→ **Given request**
Reproduce the listing below word for word, leaving out the pictures.

>> BEGIN Record excerpts

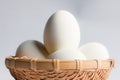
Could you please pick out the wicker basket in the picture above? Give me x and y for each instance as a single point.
(23, 68)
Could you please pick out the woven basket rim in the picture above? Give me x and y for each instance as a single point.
(26, 63)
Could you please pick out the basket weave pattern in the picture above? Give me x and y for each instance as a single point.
(34, 69)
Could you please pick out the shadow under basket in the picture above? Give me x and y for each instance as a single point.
(24, 68)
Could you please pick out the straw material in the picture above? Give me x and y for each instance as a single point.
(23, 68)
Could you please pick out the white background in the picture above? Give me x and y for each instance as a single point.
(22, 20)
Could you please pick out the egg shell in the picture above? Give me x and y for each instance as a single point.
(32, 49)
(61, 32)
(67, 55)
(95, 50)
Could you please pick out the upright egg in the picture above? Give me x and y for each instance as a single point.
(32, 49)
(95, 50)
(67, 55)
(61, 32)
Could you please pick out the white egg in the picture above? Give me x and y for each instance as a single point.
(32, 49)
(61, 32)
(67, 55)
(95, 50)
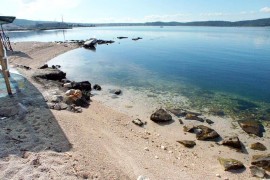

>> END Record excerpts

→ **Answer to this exercise**
Could you please pick out the wicker basket in the picture above? Give me x and y for each instance as a single point.
(23, 68)
Could you please pick out the woven basket rim in the picture above? Give me x and y for each instance as a single point.
(26, 63)
Could you please pick out the basket weave pattern in the picture above? Give me x and y for each instance as a single point.
(34, 69)
Could you please pick out the shadow under basket in the picture above? Give me x and y for each instance as a single point.
(24, 68)
Could you please pick out the straw material in the picture above? Give me x and y for each instance as a single point.
(23, 68)
Could you please pick out the white background in the picture above? Give me x and y for each instance as a single point.
(22, 20)
Could you please pick out the egg shell in the picture above? Give me x and y for each instance as a single point.
(32, 49)
(61, 32)
(67, 55)
(95, 50)
Could you please pick out the upright egg in the picture above? Give me x and y for each instance as a single point.
(32, 49)
(95, 50)
(67, 55)
(61, 32)
Could you please pick out the white egg in the picture above? Give me x and y for each instance as a single point.
(32, 49)
(61, 32)
(67, 55)
(95, 50)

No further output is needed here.